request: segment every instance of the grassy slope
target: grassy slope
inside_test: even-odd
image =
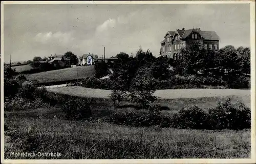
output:
[[[21,73],[25,71],[29,71],[34,69],[34,68],[30,65],[17,65],[11,67],[13,69],[15,69],[17,73]]]
[[[107,99],[110,90],[87,88],[80,86],[69,86],[48,88],[50,91],[72,96]],[[218,101],[225,101],[227,97],[233,102],[238,100],[250,107],[249,90],[231,89],[186,89],[157,90],[155,96],[160,97],[158,103],[171,110],[177,110],[187,105],[197,105],[203,108],[212,107]]]
[[[5,144],[5,157],[10,158],[10,152],[32,152],[30,145],[22,144],[27,142],[33,151],[61,153],[62,159],[249,157],[248,129],[159,130],[65,121],[60,112],[57,108],[6,112],[5,134],[18,140],[17,147]]]
[[[93,75],[94,67],[93,66],[78,66],[77,72],[78,78],[86,78]],[[76,79],[76,67],[32,74],[27,77],[30,80],[37,80],[40,83]]]

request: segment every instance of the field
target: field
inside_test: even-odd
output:
[[[47,88],[50,91],[79,97],[108,99],[111,90],[68,86]],[[179,110],[187,105],[197,105],[202,108],[215,106],[218,101],[230,98],[250,107],[250,90],[231,89],[187,89],[158,90],[155,95],[159,97],[157,103],[171,110]]]
[[[65,120],[57,107],[6,112],[5,115],[6,159],[18,158],[11,157],[11,152],[42,150],[61,153],[60,157],[52,159],[232,158],[250,156],[249,129],[159,130],[155,127],[132,127],[100,121],[70,121]]]
[[[11,67],[12,69],[15,69],[17,73],[21,73],[25,71],[30,71],[34,69],[34,68],[30,65],[17,65]]]
[[[92,76],[94,74],[93,66],[77,67],[78,79]],[[27,75],[29,80],[38,80],[39,83],[47,83],[74,80],[77,78],[76,67],[44,72]]]

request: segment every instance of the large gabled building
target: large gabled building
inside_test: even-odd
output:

⁂

- **REQUEST**:
Reproduce all of the data above line for line, leaving the pictures out of your copy.

- **CORRECT OUTPUT**:
request: segment every instance of the grassy slope
target: grassy slope
inside_test: even-odd
image =
output:
[[[21,73],[25,71],[29,71],[34,69],[34,68],[30,65],[17,65],[11,67],[13,69],[15,69],[17,73]]]
[[[107,99],[110,90],[87,88],[80,86],[69,86],[48,88],[50,91],[72,96]],[[218,101],[225,101],[227,97],[233,102],[238,100],[250,107],[249,90],[231,89],[186,89],[157,90],[155,96],[160,97],[158,103],[171,110],[177,110],[187,105],[197,105],[203,108],[212,107]]]
[[[5,144],[5,157],[10,158],[10,152],[32,152],[30,145],[22,144],[27,142],[33,151],[61,153],[62,159],[249,157],[248,129],[159,130],[65,121],[60,112],[57,108],[6,112],[5,134],[18,140],[17,147]]]
[[[93,75],[94,67],[93,66],[78,66],[77,72],[78,78],[86,78]],[[76,79],[76,67],[32,74],[27,77],[30,80],[37,80],[40,83]]]

request: segment every instance of the field
target: field
inside_test: even-odd
output:
[[[47,88],[50,91],[79,97],[108,99],[111,90],[68,86]],[[179,110],[187,105],[197,105],[202,108],[215,106],[218,101],[230,98],[250,107],[250,90],[231,89],[187,89],[158,90],[155,95],[159,97],[157,103],[171,110]]]
[[[65,120],[57,107],[6,112],[5,115],[6,159],[18,158],[11,157],[11,152],[42,150],[61,153],[60,157],[52,159],[232,158],[250,156],[249,129],[159,130],[155,127],[132,127],[100,121],[70,121]]]
[[[11,67],[12,69],[15,69],[17,73],[21,73],[25,71],[30,71],[34,69],[34,68],[30,65],[17,65]]]
[[[92,76],[94,74],[93,66],[77,67],[78,79]],[[27,75],[29,80],[38,80],[39,83],[47,83],[74,80],[77,78],[76,67],[44,72]]]

request: segment every instance of the large gabled building
target: large gabled building
inside_test: even-odd
output:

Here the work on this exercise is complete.